### What you should do
In the records below, begin at the line containing "target | red-orange dirt ground" and end at the line containing "target | concrete wall"; quote every line in that span exactly, including both boundary lines, and no others.

::::::

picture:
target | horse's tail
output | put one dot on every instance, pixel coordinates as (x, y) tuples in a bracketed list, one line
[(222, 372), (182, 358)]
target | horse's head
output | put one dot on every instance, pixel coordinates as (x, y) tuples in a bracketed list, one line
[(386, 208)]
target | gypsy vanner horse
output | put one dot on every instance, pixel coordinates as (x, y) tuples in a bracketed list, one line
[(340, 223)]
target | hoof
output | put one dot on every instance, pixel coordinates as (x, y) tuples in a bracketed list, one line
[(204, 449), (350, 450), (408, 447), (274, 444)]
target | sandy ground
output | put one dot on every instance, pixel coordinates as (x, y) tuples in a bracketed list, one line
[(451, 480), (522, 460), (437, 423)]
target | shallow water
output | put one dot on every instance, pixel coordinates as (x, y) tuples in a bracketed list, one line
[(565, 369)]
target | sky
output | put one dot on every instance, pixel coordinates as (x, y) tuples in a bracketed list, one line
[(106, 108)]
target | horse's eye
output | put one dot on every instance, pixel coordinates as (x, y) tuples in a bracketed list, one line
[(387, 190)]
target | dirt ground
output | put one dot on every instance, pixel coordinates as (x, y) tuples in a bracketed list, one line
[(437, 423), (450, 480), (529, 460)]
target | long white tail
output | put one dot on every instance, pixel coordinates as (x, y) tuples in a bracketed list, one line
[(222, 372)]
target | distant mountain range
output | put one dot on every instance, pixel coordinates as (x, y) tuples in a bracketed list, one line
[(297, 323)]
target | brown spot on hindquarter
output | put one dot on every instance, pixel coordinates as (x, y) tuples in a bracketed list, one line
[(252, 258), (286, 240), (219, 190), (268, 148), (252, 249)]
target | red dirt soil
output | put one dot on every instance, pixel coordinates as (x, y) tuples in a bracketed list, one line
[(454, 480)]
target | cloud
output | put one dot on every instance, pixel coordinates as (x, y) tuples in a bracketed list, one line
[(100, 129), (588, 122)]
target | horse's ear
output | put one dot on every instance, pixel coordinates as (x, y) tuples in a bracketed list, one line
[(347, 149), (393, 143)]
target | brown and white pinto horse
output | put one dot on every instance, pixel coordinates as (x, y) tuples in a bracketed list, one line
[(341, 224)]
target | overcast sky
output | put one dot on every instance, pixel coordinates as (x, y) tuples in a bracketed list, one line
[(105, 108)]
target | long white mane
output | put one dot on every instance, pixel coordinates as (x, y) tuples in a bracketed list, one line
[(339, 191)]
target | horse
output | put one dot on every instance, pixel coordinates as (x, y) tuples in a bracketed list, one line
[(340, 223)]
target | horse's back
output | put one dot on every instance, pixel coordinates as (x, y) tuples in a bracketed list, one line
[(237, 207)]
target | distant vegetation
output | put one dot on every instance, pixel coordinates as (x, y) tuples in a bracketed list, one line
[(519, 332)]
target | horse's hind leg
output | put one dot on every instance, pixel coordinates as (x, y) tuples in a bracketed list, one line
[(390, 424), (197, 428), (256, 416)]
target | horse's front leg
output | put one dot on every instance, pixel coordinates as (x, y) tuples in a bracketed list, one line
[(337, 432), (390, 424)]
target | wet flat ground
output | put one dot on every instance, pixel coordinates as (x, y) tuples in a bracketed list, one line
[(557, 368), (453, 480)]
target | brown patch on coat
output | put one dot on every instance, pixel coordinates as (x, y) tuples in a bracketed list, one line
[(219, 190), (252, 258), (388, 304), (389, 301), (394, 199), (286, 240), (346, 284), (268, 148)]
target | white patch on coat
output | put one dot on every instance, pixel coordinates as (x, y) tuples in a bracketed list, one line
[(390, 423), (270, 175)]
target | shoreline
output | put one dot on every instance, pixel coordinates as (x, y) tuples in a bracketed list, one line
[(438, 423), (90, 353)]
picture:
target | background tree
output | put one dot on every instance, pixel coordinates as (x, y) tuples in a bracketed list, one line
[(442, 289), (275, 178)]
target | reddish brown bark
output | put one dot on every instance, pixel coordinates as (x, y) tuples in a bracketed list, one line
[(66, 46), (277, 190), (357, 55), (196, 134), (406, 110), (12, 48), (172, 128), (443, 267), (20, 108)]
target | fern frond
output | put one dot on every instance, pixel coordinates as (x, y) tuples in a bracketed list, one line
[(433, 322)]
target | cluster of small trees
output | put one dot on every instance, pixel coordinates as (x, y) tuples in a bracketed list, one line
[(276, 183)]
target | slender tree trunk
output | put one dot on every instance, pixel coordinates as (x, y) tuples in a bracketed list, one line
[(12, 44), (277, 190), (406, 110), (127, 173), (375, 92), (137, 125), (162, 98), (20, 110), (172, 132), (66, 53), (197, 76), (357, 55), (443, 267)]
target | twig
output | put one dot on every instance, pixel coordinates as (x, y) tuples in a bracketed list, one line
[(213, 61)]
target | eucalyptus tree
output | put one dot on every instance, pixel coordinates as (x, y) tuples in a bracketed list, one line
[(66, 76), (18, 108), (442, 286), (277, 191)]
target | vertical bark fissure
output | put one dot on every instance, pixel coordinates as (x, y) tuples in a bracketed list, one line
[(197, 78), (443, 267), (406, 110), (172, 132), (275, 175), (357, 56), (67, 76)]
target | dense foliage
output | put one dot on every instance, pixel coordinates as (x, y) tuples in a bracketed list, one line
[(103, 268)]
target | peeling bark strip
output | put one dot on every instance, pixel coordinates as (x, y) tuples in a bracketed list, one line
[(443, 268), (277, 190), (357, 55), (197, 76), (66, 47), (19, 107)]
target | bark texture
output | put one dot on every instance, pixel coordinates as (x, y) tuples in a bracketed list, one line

::::::

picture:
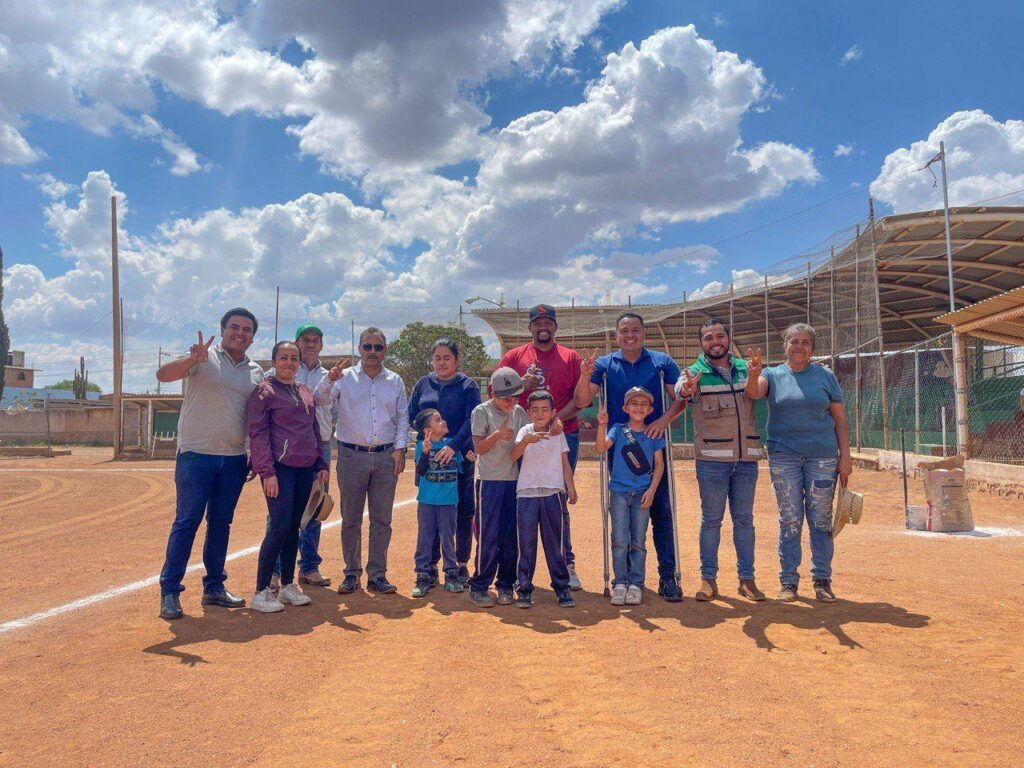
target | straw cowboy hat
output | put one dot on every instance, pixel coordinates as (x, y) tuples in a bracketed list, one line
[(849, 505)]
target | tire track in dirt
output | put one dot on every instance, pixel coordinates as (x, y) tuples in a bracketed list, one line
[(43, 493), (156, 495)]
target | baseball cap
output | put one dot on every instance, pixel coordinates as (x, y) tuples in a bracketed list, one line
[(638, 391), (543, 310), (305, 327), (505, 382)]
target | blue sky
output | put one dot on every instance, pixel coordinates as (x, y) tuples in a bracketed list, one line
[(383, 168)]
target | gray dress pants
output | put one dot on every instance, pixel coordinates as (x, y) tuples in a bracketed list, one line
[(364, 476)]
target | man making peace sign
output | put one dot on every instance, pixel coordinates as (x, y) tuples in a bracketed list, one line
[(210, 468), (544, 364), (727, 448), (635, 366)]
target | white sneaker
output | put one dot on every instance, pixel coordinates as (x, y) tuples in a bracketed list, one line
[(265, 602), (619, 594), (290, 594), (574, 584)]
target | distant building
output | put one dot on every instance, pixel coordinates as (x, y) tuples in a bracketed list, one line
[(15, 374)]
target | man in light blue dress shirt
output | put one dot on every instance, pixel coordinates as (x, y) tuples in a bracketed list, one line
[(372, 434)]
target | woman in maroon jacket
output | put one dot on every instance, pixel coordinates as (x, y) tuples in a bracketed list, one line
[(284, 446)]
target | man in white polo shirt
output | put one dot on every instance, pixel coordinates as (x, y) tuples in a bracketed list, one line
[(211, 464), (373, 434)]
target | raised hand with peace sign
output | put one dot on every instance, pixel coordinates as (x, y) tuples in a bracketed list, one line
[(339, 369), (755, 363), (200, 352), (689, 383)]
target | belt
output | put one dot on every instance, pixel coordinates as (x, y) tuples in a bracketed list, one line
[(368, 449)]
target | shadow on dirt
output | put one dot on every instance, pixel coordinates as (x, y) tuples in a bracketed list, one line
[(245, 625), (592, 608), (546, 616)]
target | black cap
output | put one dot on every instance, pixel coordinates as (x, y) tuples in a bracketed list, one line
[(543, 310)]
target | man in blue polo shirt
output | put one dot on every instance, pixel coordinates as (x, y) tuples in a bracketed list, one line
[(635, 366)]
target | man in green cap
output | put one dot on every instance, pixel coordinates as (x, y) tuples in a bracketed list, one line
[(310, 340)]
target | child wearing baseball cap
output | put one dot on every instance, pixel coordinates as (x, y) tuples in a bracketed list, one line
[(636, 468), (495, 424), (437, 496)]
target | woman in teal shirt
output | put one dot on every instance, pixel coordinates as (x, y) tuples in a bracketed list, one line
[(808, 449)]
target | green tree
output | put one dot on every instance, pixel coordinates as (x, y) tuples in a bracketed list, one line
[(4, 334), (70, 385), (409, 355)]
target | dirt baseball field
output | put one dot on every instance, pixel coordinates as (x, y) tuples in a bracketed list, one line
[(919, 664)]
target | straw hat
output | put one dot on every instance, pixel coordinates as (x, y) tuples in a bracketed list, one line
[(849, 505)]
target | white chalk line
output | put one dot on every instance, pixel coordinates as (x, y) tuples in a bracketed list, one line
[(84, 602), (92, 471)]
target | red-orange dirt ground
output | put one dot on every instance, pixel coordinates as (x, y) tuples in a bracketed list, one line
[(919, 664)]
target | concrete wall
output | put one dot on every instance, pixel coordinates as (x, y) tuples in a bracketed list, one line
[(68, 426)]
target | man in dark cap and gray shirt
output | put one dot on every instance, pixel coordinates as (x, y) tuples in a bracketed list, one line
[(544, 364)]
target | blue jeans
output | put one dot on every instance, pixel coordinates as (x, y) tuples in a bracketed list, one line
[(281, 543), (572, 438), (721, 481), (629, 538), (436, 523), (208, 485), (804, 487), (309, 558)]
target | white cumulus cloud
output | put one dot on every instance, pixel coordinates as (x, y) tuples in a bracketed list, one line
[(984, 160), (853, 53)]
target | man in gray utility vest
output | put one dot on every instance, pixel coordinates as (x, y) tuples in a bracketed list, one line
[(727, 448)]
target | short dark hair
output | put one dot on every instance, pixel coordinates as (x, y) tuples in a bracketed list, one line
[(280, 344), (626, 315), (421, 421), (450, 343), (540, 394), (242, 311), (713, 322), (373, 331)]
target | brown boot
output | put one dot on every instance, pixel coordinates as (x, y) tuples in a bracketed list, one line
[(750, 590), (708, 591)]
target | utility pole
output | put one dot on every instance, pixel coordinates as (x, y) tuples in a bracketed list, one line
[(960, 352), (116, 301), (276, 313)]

::::::

### Your response
target | red-orange dirt ground
output | put one dot on every instance, pixel coordinates as (x, y) tuples in a bracketed list, one line
[(919, 664)]
target | concrete wall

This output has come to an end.